Your task — First find the line containing "Please locate the cement" in the data, then set it down exactly along with every line after it, through the last.
─── Available data ───
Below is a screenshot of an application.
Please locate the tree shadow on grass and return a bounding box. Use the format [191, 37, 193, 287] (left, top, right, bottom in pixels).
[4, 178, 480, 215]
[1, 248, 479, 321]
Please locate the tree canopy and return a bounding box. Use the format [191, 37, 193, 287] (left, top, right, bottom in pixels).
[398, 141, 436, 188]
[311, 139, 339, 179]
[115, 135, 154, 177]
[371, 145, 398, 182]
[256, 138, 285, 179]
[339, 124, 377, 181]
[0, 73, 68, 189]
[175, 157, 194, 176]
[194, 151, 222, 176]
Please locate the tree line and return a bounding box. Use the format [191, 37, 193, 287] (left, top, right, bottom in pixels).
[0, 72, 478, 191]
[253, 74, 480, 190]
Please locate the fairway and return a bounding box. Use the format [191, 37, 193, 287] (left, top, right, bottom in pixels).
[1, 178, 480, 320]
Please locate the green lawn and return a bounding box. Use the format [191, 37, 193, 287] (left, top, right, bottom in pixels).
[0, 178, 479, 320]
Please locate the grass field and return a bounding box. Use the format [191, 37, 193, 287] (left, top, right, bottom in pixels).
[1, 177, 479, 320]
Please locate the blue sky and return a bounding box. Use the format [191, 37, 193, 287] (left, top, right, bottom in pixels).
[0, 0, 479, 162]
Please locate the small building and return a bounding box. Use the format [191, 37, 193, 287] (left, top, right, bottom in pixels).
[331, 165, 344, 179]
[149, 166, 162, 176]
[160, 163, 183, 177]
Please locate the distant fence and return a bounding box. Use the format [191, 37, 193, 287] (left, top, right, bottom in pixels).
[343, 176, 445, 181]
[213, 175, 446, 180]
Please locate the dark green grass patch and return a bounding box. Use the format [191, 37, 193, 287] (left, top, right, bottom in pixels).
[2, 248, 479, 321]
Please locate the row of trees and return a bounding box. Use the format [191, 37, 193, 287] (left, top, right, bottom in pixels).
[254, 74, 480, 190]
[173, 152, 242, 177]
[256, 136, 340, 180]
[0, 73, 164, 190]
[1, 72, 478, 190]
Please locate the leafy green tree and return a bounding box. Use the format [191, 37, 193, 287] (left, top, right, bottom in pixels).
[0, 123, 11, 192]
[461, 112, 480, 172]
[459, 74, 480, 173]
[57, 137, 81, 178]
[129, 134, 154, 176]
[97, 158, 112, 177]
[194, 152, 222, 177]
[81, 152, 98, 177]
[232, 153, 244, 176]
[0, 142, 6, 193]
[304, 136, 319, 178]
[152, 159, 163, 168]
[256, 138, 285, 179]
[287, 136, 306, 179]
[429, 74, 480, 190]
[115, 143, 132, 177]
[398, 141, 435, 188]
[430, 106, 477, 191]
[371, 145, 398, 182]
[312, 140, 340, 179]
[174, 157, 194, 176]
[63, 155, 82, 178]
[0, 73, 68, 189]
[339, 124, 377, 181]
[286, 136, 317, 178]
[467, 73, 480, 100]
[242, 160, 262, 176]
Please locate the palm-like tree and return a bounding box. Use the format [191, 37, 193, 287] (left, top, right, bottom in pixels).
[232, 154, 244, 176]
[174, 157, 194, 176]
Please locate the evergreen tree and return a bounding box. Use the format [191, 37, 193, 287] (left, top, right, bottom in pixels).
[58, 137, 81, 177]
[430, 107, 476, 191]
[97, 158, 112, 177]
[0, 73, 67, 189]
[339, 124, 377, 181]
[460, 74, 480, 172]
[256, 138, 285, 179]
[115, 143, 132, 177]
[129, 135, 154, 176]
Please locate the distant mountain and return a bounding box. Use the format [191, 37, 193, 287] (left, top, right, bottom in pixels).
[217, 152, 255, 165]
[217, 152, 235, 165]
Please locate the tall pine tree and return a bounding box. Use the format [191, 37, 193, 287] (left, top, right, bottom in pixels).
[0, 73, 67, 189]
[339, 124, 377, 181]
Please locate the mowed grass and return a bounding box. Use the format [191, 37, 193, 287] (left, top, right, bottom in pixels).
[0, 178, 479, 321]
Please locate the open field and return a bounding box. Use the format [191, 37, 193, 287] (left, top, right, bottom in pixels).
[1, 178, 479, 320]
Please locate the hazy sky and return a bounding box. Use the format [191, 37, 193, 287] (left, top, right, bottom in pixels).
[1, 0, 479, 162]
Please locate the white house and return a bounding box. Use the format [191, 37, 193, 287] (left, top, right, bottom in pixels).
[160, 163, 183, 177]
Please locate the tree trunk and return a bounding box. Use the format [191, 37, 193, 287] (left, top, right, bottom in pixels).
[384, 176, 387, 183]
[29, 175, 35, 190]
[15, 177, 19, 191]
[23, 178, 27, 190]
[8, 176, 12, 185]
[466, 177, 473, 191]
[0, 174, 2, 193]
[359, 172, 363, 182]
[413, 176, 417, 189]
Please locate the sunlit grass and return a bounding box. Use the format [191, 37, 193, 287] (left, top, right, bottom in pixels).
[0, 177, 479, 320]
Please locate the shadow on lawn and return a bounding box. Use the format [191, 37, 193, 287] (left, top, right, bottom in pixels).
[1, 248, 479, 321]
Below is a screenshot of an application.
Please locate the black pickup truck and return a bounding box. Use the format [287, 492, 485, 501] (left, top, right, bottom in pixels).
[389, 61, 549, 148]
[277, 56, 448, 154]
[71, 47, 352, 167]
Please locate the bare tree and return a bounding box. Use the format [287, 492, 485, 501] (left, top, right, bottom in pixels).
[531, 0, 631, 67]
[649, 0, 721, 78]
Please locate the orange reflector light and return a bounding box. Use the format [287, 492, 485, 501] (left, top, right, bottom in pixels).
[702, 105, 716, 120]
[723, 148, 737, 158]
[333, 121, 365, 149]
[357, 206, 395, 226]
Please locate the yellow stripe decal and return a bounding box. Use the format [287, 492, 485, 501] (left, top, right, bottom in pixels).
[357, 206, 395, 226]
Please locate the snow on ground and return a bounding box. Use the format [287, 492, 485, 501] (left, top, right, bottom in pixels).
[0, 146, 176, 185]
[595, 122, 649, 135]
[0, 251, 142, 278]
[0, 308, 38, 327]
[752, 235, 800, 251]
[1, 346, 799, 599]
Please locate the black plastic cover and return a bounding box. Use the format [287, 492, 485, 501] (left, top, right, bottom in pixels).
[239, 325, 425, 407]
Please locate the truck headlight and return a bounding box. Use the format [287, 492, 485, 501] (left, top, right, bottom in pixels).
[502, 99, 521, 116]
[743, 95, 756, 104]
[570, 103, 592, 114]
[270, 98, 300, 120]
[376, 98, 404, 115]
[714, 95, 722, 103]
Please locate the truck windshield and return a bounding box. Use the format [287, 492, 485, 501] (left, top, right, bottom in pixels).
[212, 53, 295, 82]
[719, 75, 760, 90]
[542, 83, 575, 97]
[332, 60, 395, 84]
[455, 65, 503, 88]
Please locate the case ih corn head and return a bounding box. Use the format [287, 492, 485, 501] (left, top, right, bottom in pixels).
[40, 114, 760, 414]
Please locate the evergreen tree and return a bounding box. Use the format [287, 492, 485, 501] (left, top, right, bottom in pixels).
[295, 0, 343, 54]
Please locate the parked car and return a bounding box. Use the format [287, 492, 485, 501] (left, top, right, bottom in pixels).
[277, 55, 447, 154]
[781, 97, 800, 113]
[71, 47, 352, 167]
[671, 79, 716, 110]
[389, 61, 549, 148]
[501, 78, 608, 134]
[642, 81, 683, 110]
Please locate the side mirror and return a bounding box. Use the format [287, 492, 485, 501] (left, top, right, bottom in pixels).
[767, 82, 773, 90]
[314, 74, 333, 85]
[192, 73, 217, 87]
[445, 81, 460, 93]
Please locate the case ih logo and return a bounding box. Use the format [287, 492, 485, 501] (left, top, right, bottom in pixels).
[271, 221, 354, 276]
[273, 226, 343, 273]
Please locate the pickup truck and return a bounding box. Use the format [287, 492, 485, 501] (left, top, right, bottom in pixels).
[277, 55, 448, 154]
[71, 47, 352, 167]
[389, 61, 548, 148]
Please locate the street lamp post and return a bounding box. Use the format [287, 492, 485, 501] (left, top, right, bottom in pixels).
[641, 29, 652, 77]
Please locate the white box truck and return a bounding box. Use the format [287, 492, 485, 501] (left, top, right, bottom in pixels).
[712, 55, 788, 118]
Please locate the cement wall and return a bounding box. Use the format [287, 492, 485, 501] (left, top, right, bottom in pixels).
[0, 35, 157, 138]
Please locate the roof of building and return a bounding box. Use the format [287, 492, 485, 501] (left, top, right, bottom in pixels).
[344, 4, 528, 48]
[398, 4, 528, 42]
───
Result of the task —
Please locate the cement wall and return a bounding box. Use the format [287, 492, 485, 501] (left, top, right, bottom in pixels).
[0, 35, 157, 138]
Please locate the roof of building and return a bounding box. Use the format [287, 492, 485, 501] (left, top, right, bottom in pixels).
[344, 4, 528, 48]
[398, 4, 528, 42]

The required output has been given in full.